### DIRECTIONS FOR THIS TASK
Beneath this sentence is a set of records; write each of them out exactly.

### INPUT FOR THIS TASK
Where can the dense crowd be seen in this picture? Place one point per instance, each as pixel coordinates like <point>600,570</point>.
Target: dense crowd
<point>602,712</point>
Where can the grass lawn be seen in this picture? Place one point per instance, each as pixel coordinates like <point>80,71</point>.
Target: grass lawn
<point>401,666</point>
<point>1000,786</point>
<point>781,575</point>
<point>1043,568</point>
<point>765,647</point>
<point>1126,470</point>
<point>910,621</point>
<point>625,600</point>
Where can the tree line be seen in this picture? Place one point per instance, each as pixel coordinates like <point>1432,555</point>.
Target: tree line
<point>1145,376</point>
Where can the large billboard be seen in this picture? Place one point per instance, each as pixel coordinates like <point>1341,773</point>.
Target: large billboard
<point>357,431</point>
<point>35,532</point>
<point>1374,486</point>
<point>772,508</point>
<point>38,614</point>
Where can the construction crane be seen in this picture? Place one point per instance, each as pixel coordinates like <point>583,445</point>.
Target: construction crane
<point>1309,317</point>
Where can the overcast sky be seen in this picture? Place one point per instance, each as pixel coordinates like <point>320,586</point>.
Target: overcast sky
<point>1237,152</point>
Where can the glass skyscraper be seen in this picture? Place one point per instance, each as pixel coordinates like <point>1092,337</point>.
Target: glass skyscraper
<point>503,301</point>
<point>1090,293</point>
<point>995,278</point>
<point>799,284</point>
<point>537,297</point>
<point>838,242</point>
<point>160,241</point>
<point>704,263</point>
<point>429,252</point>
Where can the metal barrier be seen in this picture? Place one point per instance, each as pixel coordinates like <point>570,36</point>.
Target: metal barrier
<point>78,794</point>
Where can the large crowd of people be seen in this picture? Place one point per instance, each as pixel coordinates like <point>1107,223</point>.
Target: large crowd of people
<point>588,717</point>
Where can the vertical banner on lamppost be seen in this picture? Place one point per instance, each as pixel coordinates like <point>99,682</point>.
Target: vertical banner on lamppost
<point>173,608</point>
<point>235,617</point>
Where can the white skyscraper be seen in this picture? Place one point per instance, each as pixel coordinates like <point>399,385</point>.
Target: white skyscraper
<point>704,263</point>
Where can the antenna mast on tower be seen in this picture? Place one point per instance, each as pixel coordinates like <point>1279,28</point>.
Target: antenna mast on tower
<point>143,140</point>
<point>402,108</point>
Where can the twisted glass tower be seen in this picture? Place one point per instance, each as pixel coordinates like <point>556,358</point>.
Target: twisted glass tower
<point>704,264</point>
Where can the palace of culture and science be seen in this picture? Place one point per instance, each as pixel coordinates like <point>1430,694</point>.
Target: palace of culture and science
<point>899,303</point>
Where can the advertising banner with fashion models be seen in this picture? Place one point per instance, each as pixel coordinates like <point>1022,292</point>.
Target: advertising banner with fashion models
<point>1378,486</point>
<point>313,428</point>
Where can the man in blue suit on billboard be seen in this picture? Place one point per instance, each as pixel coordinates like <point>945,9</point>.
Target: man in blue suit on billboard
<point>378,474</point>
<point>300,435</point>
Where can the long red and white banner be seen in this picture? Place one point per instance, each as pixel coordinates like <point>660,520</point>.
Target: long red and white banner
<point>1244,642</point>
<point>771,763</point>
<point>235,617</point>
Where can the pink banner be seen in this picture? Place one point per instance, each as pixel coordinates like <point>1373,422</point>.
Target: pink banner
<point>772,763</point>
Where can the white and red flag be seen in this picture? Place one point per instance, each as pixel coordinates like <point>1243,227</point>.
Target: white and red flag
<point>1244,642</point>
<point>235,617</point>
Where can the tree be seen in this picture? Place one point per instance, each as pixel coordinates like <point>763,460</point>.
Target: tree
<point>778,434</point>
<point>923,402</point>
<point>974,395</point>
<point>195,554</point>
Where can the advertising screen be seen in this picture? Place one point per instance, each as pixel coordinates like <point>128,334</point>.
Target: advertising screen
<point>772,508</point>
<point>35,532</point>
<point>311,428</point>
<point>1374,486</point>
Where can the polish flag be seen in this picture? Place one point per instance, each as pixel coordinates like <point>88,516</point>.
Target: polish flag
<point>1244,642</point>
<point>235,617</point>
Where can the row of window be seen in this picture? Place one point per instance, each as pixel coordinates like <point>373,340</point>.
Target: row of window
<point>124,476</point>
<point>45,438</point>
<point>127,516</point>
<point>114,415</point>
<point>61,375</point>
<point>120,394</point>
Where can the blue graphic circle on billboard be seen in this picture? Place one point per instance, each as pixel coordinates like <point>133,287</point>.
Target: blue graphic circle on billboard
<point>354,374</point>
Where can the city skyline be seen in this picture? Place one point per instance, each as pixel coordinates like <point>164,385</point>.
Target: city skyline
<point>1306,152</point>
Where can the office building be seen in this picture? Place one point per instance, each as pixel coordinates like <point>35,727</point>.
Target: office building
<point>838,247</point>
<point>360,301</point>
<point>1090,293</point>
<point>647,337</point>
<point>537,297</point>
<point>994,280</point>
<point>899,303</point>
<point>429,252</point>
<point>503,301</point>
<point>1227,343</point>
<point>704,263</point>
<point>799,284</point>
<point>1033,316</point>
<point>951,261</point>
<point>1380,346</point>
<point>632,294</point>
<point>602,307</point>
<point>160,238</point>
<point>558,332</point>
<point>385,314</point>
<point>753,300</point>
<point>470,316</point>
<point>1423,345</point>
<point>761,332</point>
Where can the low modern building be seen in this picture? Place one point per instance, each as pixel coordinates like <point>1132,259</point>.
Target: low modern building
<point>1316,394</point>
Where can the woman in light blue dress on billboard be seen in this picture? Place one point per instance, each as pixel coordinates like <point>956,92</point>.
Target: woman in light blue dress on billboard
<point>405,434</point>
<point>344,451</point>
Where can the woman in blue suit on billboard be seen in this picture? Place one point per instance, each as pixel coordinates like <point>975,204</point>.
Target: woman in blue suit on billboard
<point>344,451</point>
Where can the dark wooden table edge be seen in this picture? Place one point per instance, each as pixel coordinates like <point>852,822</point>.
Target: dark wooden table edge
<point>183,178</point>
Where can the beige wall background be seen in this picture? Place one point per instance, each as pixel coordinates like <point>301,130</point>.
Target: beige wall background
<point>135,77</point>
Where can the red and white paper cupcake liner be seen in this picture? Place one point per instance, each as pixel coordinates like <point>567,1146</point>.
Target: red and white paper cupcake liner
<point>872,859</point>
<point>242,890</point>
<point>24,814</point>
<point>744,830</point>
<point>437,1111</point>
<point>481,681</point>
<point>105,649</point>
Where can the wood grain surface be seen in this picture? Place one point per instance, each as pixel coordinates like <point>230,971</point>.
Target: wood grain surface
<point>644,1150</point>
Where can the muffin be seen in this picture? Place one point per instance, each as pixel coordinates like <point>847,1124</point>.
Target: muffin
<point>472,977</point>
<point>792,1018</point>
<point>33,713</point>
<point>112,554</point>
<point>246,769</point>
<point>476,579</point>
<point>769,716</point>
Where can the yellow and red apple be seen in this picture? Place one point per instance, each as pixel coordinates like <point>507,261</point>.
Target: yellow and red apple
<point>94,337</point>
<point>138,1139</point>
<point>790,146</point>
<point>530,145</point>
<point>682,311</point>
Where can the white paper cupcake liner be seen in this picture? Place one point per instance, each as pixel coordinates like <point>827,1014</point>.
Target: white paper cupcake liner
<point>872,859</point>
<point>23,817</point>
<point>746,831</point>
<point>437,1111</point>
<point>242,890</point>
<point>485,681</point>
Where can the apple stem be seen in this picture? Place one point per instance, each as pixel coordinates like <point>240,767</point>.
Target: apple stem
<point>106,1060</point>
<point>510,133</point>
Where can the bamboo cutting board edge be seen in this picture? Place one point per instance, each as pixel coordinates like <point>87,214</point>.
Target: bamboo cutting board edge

### COMPLETED TASK
Where can the dense crowd be seen in this picture? Place one point per instance, each as pixel coordinates like <point>600,570</point>.
Target: dense crowd
<point>602,712</point>
Where can the grass lawn be seen in this picture? Place one point per instance, each as pixel coordinates like <point>80,71</point>.
Target: grass lawn
<point>401,666</point>
<point>1000,786</point>
<point>781,575</point>
<point>1043,568</point>
<point>765,647</point>
<point>1126,470</point>
<point>910,621</point>
<point>625,600</point>
Where can the tree line be seen in this picture? Place one point per instance, each as pixel coordinates like <point>1432,555</point>.
Target: tree line
<point>1145,376</point>
Where can the large billboard be seen in this picture? Place one point per instance, each as pixel coordinates like <point>1341,773</point>.
Target: large billboard
<point>357,431</point>
<point>35,532</point>
<point>1374,486</point>
<point>772,508</point>
<point>38,614</point>
Where can the construction crane be seen in this picture? Place one point per instance, each as pixel coordinates like <point>583,445</point>.
Target: construction crane
<point>1309,317</point>
Where can the overcast sky be seen in this picture? Place one point per instance, each as pixel coordinates like <point>320,586</point>.
Target: overcast sky
<point>1237,152</point>
Where can the glass skyscraper be seen in this picture? Place one point per instance, each as pixel coordinates like <point>1092,337</point>.
Target: glass skyscraper
<point>503,301</point>
<point>1090,293</point>
<point>995,278</point>
<point>799,284</point>
<point>537,297</point>
<point>838,242</point>
<point>160,241</point>
<point>704,263</point>
<point>429,252</point>
Where can the metal barrier be seen in this picture? Place one point per instance, each as pixel coordinates like <point>570,36</point>.
Target: metal barrier
<point>78,794</point>
Where can the large crowd of people be seen in this picture? Place one point per instance, each as pixel coordinates like <point>1107,223</point>.
Target: large crowd of people
<point>588,717</point>
Where can the vertical banner on lamppost be seen in this picture? Place one point per instance, each as pixel coordinates like <point>99,682</point>.
Target: vertical banner on lamppost
<point>173,608</point>
<point>235,617</point>
Where can the white skyscraper be seen in this picture? Place one point per instance, each as pixel coordinates like <point>399,385</point>.
Target: white skyscraper
<point>704,263</point>
Where can the antenna mast on tower be seen in this picture? Place one point per instance, each as pixel coordinates like <point>1279,28</point>.
Target: antenna mast on tower
<point>143,140</point>
<point>402,108</point>
Where can the twisted glass tower be seen in this picture? Place one point per instance, each as pixel coordinates like <point>556,358</point>.
Target: twisted glass tower
<point>704,264</point>
Where can the palace of culture and science be seen in this picture? Place one point per instance, each as pixel coordinates like <point>1430,694</point>.
Target: palace of culture and science
<point>899,303</point>
Where can the advertising banner with fashion models be seen in this picture? Place one point per instance, each as pixel coordinates like <point>1022,292</point>.
Target: advertising banner with fashion models
<point>1378,486</point>
<point>313,428</point>
Where can the man in blue suit on billboard be seen in this picture? Place one point per instance, each as pixel coordinates like <point>945,9</point>.
Target: man in blue suit on billboard
<point>378,474</point>
<point>300,435</point>
Where can the long red and white banner be seen in this picture? Place one point per instance, each as pixel coordinates like <point>660,520</point>.
Target: long red and white banner
<point>1244,642</point>
<point>771,763</point>
<point>235,617</point>
Where can the pink banner be seen in this picture? Place one point per instance, each as pixel coordinates like <point>1373,422</point>.
Target: pink banner
<point>772,763</point>
Where can the white and red flag be seen in this picture? Place one point per instance, each as pixel coordinates like <point>1243,227</point>.
Target: white and red flag
<point>1244,642</point>
<point>235,617</point>
Where can the tree be seen in this picture? Place one point per instance, each as pixel coordinates like <point>763,460</point>.
Target: tree
<point>778,434</point>
<point>923,402</point>
<point>974,395</point>
<point>195,554</point>
Where can the advertising screen be seen in this picture? Place one point per instance, each as pixel coordinates like <point>128,334</point>.
Target: advertising screen
<point>772,508</point>
<point>35,532</point>
<point>311,428</point>
<point>1374,486</point>
Where can the polish flag be seen in this picture? Place one point per instance, each as pixel coordinates like <point>88,516</point>.
Target: polish flag
<point>1244,642</point>
<point>235,617</point>
Where can the row of window be seen in this picture? Place one point per instance, each as pixel coordinates like <point>373,340</point>.
Target: row of window
<point>124,476</point>
<point>45,438</point>
<point>127,516</point>
<point>114,415</point>
<point>61,375</point>
<point>120,394</point>
Where can the blue graphic circle on billboard be seen in this picture? Place one point per instance, each as pixel coordinates like <point>133,287</point>.
Target: blue graphic circle on billboard
<point>354,374</point>
Where can the city skyline be seen in this picture? Place one point per instance, each as pixel coordinates like <point>164,385</point>.
Target: city skyline
<point>1306,152</point>
Where can the office building be seen in this picture? Place one point per instance, each as pixel coordinates like <point>35,727</point>.
Target: office building
<point>838,247</point>
<point>360,301</point>
<point>1090,293</point>
<point>647,337</point>
<point>537,297</point>
<point>994,280</point>
<point>899,303</point>
<point>429,252</point>
<point>503,301</point>
<point>1227,343</point>
<point>704,263</point>
<point>799,284</point>
<point>1033,316</point>
<point>951,261</point>
<point>1380,346</point>
<point>632,294</point>
<point>602,307</point>
<point>160,238</point>
<point>558,332</point>
<point>385,314</point>
<point>753,300</point>
<point>470,316</point>
<point>1423,345</point>
<point>761,332</point>
Where can the low modern building be seen in this picture? Place one point per instance, each as pixel coordinates like <point>1132,259</point>.
Target: low modern building
<point>1316,394</point>
Where can the woman in light blue dress on billboard be seen in this picture? Place one point per instance, each as pixel coordinates like <point>956,92</point>.
Target: woman in light blue dress on billboard
<point>405,434</point>
<point>344,451</point>
Where can the woman in blue suit on billboard be seen in this picture? Place one point per instance, each as pixel coordinates like <point>975,204</point>.
Target: woman in blue suit on billboard
<point>344,451</point>
Where can the dark wooden table edge be seen in this picture? Place one point per instance, each as pixel coordinates like <point>852,822</point>.
Target: dark wooden table edge
<point>183,178</point>
Where can the beige wall background be seen in this picture? Place one point per instance, each as pixel coordinates like <point>301,130</point>.
Target: beige wall background
<point>135,77</point>
Where can the red and white paper cupcake liner be seen in this picture? Place one point per instance, each as pixel coordinates like <point>567,1146</point>.
Target: red and white paper cupcake liner
<point>872,859</point>
<point>242,890</point>
<point>24,814</point>
<point>744,830</point>
<point>437,1111</point>
<point>481,681</point>
<point>105,649</point>
Where can the wood grain surface be seen in this picture? Place one point per instance, each as pixel coordinates like <point>230,971</point>.
Target: wood grain surface
<point>644,1150</point>
Where can the muffin be seen in this picture? Place one point per instance, each as pixel coordinates like <point>847,1124</point>.
Target: muffin
<point>472,977</point>
<point>792,1018</point>
<point>33,713</point>
<point>112,554</point>
<point>246,769</point>
<point>476,579</point>
<point>769,716</point>
Where can the yellow and red apple be seen in this picture? Place one point per instance, each as pixel coordinates like <point>507,261</point>.
Target: yellow and red apple
<point>94,337</point>
<point>138,1139</point>
<point>790,146</point>
<point>530,145</point>
<point>682,311</point>
Where can the white paper cupcake liner be seen in this picture? Place one point per instance, each as pixel coordinates like <point>827,1014</point>.
Target: white paper cupcake liner
<point>872,859</point>
<point>23,817</point>
<point>746,831</point>
<point>437,1111</point>
<point>242,890</point>
<point>485,681</point>
Where can the apple stem be seen in this picture? Place one point per instance, each as pixel coordinates like <point>240,767</point>.
Target: apple stem
<point>106,1060</point>
<point>510,133</point>
Where can the bamboo cutting board edge be seen in this picture? Place one point per instance, each as pixel coordinates like <point>87,214</point>.
Target: bamboo cutting board edge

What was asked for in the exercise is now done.